Kerjakan berikut ini:
A: Menurut kutipan tentang Dasamuka dan Anoman, aji apa yang diwarisi Dasamuka dari Subali?
B: Teruskan kutipan tentang Dasamuka dan Anoman setelah kalimat terakhirnya.

Untuk menebus kesalahannya diberi petunjuk untuk bertapa Ngalong, memperoleh aji Pancasona mampu hidup kembali bila belum rela gugur kecuali karena menebus kesalahan sendiri dan ditangan titisan Wisnu.
Dasamuka,
Dasa = sepuluh dan.
Muka = wajah,
10 kepala dengan wajah raksaksa memiliki sifat, tabiat dan kesaktian masing-masing.
Lambang sifat loba, dosa dan moha manusia yang hidup-mati, hidup kembali merambah dalam hati seseorang ke orang lain tanpa henti.
Melihat kera berbulu merah, Rahwana berniat mempermainkan, mengalahkannya, sangat terkejut ketika kesaktiannya tidak mampu mengalahkan Subali, dengan wajah lain Dasamuka mulai merunduk dan menyerah berbalik bersikap hormat. Subali berbelas kasihan dan mengangkatnya sebagai murid, Dasamuka makin buwas setelah memperoleh kesaktian Subali dan mewarisi aji Pancasona, menantang gurunya berniat menyingkirkannya dan menjadi manusia tak terkalahkan, tidak dapat dimatikan (keangkara-murkaan tidak pernah mati).
Kejahatan berakhir dibawa mati seseorang, muncul kembali kejahatan yang sama bahkan lebih besar oleh mereka yang terlahir kemudian.
Sebagai contoh korupsi yang semula orang per orang berkembang menjadi korupsi bersama-sama untuk memperkecil resiko hukuman (Dum-Dil, didum=bagi adil=sama-sama).
Anoman, kera putih putra Dewi Anjani yang menangis karena berwajah kera, Putriku, benda ajaib ini adalah Cupu Manik Astagina, yang merupakan air kehidupan yang berasal dari permata permata mendung.
Dalam air kehidupan itulah berada jagad raya sebelum dirusak oleh dosa manusia, di dalam air kehidupan itu jiwa-jiwa ilahi hidup dalam keseimbangan serupa keindahan aneka warna.
Itulah sebabnya kau tidak mendengar jeritan manusia atau kicauan burung atau gaung suara serigala yang merindukan sesuatu yang belum dimilikinya.

Informasi yang tercatat:
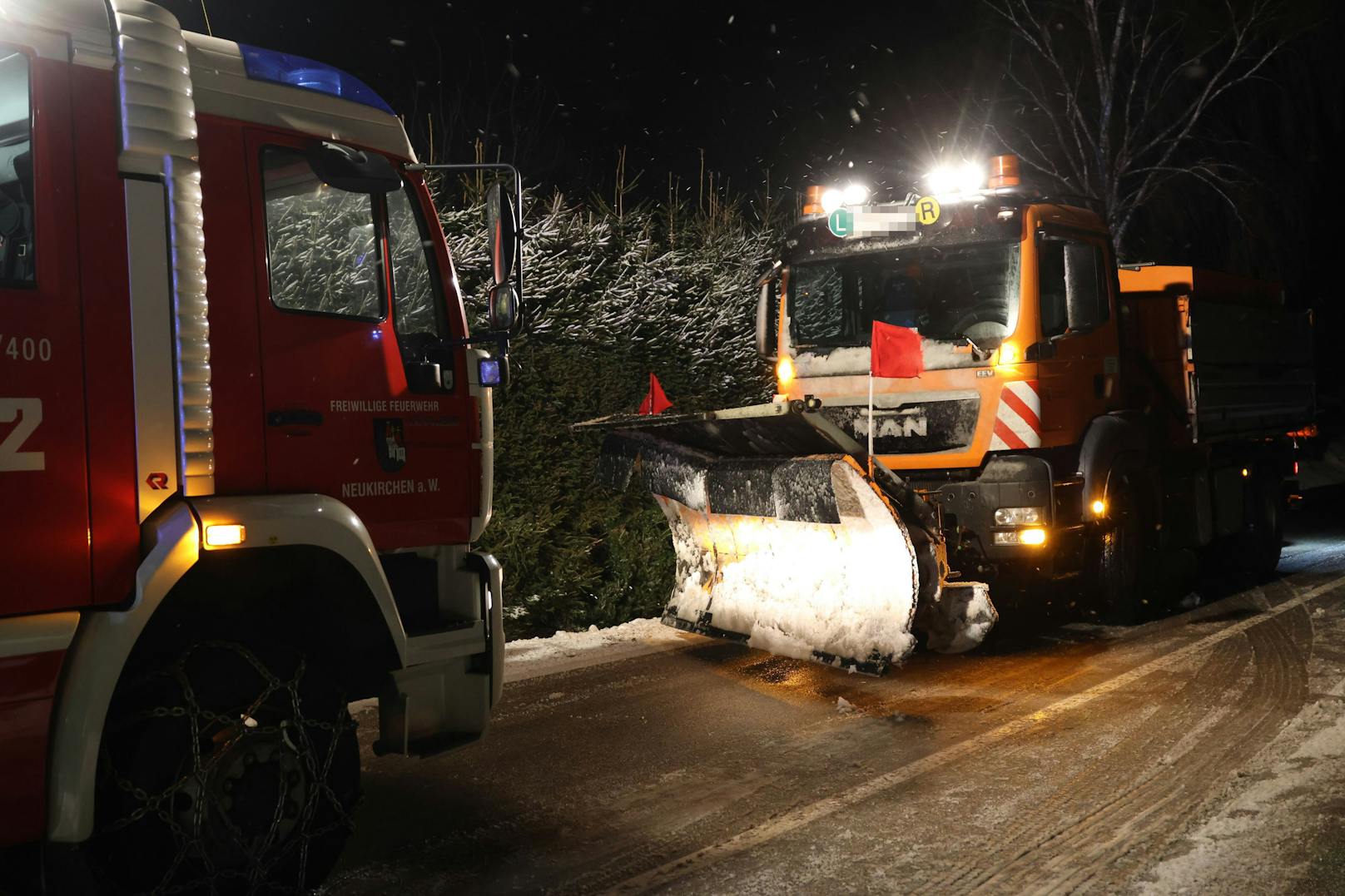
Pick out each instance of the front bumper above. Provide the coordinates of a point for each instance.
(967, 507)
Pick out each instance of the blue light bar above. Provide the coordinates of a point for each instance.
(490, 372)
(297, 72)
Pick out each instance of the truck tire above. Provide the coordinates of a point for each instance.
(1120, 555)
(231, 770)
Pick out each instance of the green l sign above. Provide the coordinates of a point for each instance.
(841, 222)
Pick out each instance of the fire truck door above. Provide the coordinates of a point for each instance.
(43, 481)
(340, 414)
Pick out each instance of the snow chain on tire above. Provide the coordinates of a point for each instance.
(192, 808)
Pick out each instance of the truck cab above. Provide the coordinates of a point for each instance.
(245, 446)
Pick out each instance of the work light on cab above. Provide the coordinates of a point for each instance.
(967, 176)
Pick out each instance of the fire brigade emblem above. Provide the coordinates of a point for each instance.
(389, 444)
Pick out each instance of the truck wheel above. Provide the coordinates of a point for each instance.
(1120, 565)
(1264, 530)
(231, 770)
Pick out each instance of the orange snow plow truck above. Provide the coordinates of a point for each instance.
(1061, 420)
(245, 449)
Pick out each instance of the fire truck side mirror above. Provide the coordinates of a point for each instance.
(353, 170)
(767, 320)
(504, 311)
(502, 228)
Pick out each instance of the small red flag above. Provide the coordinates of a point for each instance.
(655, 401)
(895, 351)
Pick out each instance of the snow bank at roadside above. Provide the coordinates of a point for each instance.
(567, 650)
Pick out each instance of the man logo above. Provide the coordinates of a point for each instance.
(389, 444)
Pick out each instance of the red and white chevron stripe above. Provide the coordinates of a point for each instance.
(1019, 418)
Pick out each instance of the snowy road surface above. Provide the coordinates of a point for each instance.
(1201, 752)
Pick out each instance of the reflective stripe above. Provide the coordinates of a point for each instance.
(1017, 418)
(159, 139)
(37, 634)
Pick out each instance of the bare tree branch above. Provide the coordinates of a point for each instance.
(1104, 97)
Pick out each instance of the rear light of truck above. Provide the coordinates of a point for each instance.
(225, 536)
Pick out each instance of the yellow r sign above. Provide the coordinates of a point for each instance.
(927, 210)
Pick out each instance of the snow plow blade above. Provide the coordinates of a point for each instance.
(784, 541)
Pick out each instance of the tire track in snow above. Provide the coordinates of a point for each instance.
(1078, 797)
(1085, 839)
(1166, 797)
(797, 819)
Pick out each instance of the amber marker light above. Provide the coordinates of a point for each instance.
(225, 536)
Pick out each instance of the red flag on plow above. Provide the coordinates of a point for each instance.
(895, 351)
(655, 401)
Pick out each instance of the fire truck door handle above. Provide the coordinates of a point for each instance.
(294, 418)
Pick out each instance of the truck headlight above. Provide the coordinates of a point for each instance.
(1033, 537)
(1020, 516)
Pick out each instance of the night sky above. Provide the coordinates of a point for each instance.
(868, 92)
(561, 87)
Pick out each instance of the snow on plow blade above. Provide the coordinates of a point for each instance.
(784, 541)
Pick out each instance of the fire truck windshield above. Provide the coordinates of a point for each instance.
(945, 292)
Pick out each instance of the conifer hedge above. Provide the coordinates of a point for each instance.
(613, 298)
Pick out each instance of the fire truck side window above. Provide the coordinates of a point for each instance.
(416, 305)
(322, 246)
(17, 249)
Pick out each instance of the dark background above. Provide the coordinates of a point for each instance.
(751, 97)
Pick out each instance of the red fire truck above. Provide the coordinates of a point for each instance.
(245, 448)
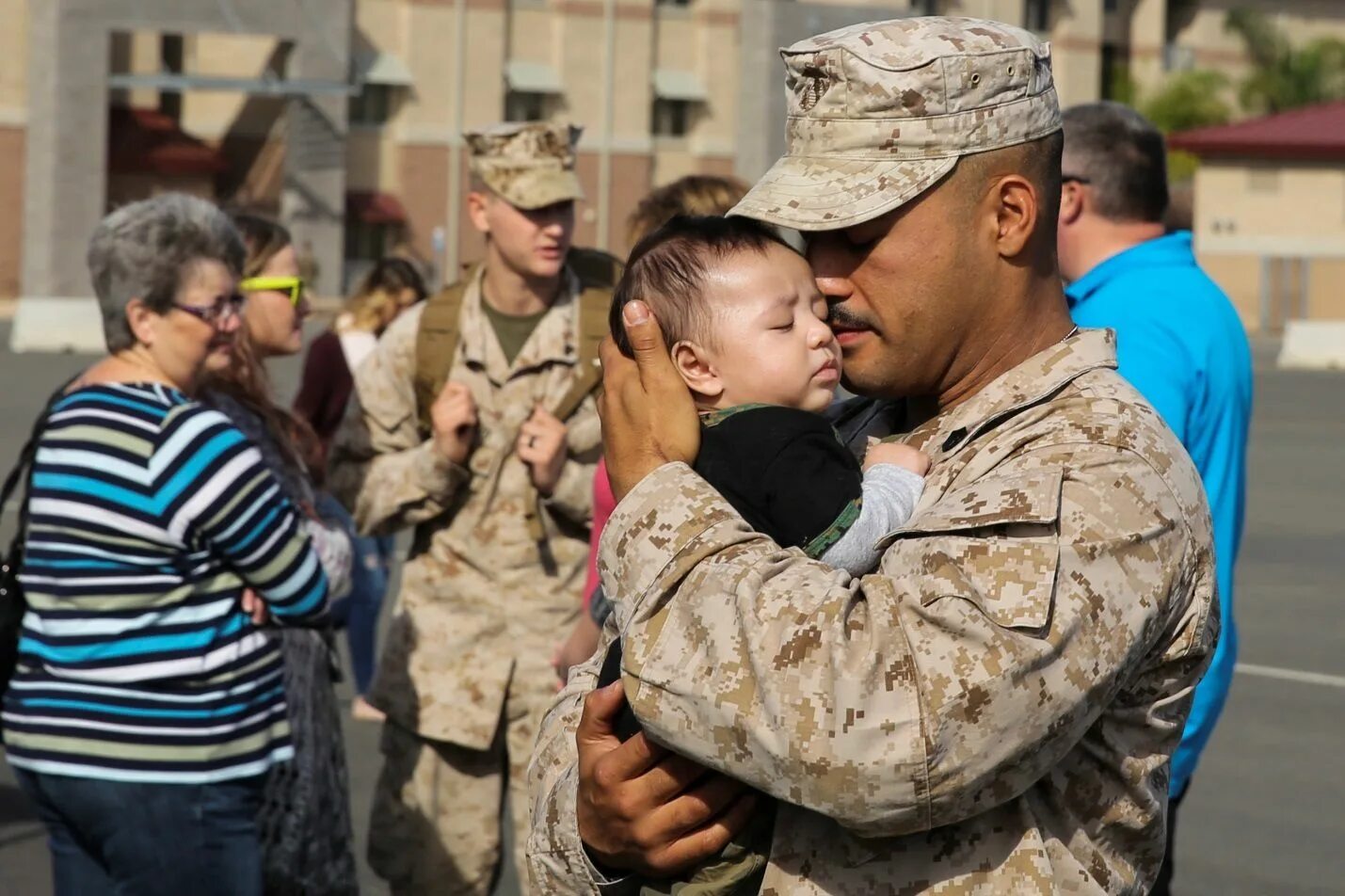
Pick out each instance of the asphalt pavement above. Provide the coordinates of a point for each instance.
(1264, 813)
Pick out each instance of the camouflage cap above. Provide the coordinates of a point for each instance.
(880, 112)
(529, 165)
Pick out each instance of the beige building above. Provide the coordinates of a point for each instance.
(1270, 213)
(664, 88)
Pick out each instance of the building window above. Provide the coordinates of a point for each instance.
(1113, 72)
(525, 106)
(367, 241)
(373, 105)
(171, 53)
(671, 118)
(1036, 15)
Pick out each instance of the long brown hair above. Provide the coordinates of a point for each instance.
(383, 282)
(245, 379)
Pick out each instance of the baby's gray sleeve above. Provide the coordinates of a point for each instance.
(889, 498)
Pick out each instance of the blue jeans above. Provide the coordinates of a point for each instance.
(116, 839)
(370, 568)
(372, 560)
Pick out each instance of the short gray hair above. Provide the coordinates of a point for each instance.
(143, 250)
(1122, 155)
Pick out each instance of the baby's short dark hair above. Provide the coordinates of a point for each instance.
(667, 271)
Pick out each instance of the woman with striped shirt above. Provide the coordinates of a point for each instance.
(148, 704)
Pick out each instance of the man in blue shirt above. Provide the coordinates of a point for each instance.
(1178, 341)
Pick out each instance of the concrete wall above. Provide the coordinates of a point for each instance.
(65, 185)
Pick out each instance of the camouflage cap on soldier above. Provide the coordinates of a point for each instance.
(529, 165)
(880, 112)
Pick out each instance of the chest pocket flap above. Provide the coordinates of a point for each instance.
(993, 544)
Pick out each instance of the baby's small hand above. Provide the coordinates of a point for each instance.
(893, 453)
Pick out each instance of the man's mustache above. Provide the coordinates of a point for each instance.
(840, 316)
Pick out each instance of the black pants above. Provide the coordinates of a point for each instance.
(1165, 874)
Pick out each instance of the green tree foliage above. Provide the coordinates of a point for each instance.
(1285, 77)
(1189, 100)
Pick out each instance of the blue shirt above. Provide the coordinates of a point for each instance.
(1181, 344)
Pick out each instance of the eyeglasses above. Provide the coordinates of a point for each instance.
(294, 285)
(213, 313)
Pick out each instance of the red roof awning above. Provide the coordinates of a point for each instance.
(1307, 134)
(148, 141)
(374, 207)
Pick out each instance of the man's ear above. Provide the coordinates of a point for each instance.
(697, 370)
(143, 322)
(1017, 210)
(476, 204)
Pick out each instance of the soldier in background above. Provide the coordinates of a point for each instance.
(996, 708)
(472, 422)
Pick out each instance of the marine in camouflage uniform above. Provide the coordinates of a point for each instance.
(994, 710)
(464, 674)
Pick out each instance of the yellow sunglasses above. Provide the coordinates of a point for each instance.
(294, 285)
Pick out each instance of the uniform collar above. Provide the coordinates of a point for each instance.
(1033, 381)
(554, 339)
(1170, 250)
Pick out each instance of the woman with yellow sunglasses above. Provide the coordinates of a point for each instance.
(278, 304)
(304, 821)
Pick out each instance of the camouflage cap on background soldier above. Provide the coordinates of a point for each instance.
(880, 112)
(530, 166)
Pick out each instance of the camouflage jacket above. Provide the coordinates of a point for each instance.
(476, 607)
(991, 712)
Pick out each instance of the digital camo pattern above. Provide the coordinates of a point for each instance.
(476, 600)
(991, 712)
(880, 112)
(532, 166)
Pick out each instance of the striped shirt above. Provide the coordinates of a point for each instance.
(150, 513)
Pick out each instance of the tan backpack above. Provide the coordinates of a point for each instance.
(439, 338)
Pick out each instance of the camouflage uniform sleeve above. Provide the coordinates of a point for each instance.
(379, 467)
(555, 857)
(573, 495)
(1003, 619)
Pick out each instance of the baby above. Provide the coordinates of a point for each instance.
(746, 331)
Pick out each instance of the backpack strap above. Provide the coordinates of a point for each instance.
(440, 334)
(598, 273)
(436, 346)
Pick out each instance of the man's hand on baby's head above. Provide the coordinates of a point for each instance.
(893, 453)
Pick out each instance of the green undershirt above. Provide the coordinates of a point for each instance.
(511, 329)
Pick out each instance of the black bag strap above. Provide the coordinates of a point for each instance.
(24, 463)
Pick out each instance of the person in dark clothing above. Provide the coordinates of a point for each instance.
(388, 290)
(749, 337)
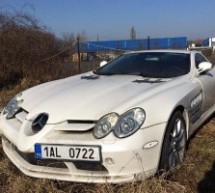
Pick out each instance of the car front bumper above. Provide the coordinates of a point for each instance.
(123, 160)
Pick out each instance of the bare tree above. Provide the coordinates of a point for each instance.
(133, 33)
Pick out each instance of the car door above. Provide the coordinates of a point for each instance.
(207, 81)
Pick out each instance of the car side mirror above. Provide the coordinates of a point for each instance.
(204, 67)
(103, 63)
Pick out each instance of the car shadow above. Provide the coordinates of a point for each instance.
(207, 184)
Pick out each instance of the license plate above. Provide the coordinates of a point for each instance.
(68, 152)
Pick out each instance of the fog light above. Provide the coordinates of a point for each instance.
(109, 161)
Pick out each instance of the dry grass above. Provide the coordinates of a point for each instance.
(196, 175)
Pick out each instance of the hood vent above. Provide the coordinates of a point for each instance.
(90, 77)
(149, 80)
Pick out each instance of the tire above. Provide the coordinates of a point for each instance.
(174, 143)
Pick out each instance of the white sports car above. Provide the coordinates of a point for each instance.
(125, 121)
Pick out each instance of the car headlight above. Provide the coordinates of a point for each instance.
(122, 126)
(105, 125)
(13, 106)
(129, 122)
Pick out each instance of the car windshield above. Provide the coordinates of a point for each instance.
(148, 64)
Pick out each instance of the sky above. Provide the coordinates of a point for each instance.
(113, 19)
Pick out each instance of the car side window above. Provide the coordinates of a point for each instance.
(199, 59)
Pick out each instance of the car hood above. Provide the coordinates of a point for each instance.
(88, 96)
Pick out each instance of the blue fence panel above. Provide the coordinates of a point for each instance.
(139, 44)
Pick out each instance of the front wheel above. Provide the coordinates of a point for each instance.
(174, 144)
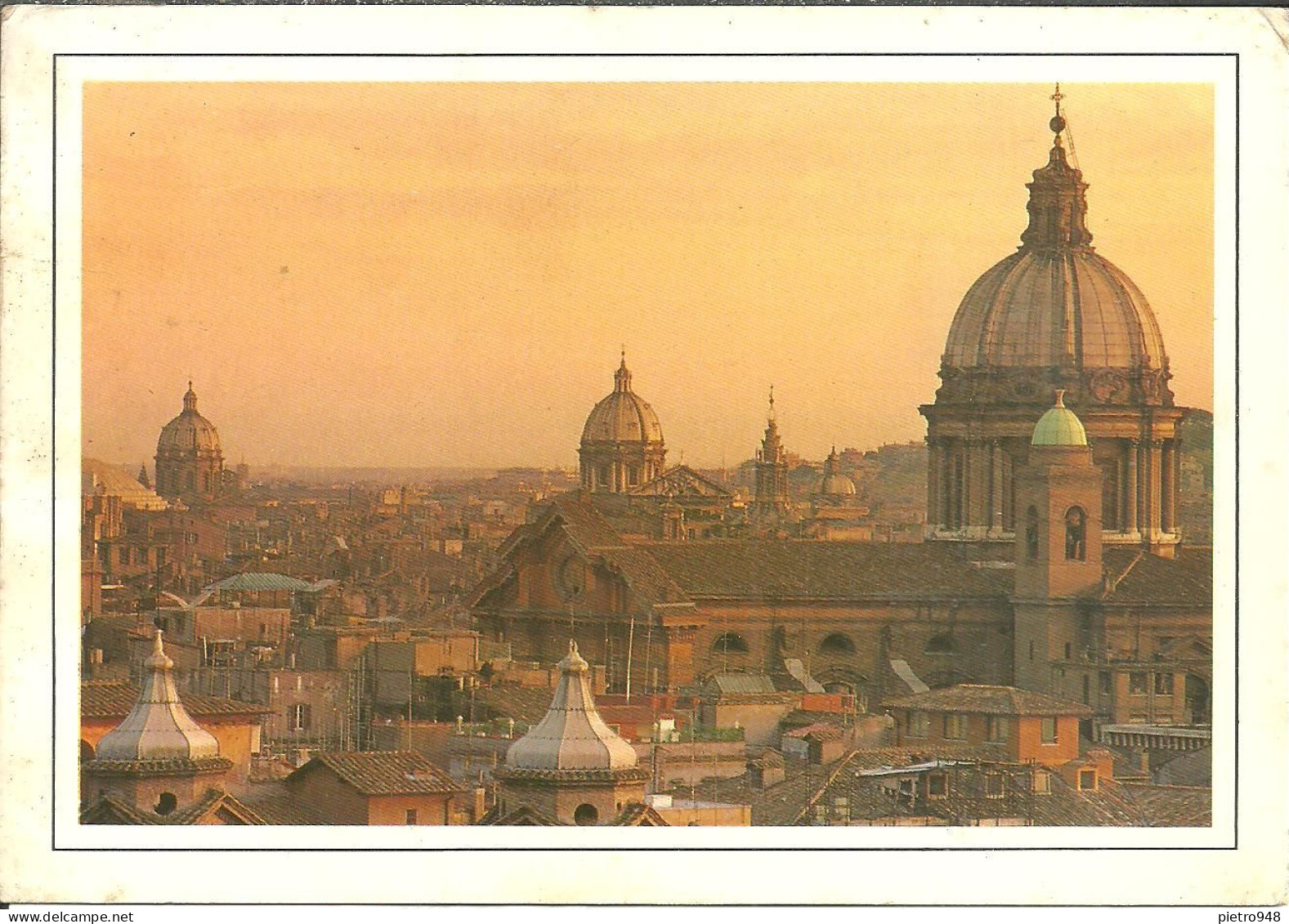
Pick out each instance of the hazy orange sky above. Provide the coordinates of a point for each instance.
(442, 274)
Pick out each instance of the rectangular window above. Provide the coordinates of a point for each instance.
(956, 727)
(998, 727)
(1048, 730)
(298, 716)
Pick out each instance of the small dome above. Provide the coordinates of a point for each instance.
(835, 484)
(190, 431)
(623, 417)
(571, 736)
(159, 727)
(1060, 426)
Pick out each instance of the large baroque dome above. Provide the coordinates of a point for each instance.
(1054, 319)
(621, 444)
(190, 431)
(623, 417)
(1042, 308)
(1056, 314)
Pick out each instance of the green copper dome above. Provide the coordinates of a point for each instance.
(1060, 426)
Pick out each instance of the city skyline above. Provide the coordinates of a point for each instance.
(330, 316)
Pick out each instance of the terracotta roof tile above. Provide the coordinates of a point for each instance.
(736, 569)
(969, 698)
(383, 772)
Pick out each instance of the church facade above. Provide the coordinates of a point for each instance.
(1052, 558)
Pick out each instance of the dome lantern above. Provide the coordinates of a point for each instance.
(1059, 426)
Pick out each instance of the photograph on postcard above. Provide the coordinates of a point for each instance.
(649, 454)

Jawaban yang diharapkan:
A: Aji Pancasona.

B:
Romo …, tapi kenapa kami mesti menjadi kera, dimana keadilan di jagad raya ini ?
Anakku, kera adalah titah yang merindukan kesempurnaan manusia.
Ia paling dekat pada bentuk seorang manusia.
Untuk itulah, ia selalu berprihatin, supaya lekas diangkat kesempurnaanya.
Janganlah kau anggap itu semuanya sebagai ketidak-adilan, tetapi rasakanlah sebagai kerinduan akan kesempurnaan.
Catatan :
(Anak bajangnya mas Sindhu = Romo Sindhunata SJ). Dr. Gabriel Possenti Sindhunata, S.J., atau lebih dikenal dengan nama pena Sindhunata dan juga dikenal dengan panggilan populernya Rama Sindhu adalah seorang imam Katolik, anggota Yesuit, redaktur majalah kebudayaan BASIS. Sejak masa kecilnya hingga tamat SMA ia hidup di kampungnya di kaki Gunung Panderman.
Anoman dikenal sebagai Mayangseta dikisahkan tidak kuasa membunuh Dasamuka, berumur panjang dan tidak bisa mati seakan mengimbangi hidup Dasamuka, bertugas mengawasi Dasamuka yang ditindih gunung bila muncul kepermukaan.
Berbulu putih gambaran kesucian, kebenaran dan memegang teguh keseimbanngan, selalu mendampingi, mengingatkan dan menghindarkan siapapun yang bersifat ksatria, dari sifat angkara-murka akibat terbakar, kesurupan, ketitisan, jelmaan Dasamuka.
Kera adalah titah yang merindukan kesempurnaan manusia.
Wasiat Cupu Manik Astagina (Hasta=8 hal berguna bagi kehidupan (pria) yaitu :
1. Wanita,
2. Garwa,
3. Wisma,
4. Turangga,
5. Curiga,
6. Kukila,
7. Waranggana,
8. Pradangga),
Mengatur keseimbangan rumah tangga, keseimbangan warga manusia, pada puncaknya mengatur keseimbangan negara.
Menguasai Hasta Brata pra-syaratan yang mengikuti sikap setiap pemimpin berbagai jajaran termasuk pimpinan Kotamadya, Kabupaten, Propinsi maupun Negara untuk bersikap Hambeg Adil Paramarta. Berlaku jenjang Pyramida dalam pemerintahan, kekuasaan tertinggi ada di puncak mengalir kebawah, usulan dari bawah merambat keatas. Menjadi aneh bila kekuasaan dinampakkan dari undak piramida apalagi dari kaki piramida, Sungsang (Sungsang Bawsna Balik).
Sungsang, terbalik atau berbalik, menerjang arus, dalam persalinan seorang bayi lahir sungsang, artinya kaki menduhului seharusnya kepala. Dasamuka disebut murid sungsang, artinya sengaja berbalik menundukkan gurunya setelah mewarisi kesaktian dan aji Pancasona dari Subali. Sikap terlarang dalam bab Sembah Lima (Gambuh), antara lain sembah (hormat) kepada Guru.
WASIAT PESAN KGPH MANGKUNEGARA IV (Wulangreh) PUPUH II-l KINANTHI
(01)
Padha gulangen ing kalbu, ing sasmita amrih lantip, aja pijer mangan nendra, kaprawiran den kaesthi pesunen sariranira, sudanen dhahar lan guling.
(03)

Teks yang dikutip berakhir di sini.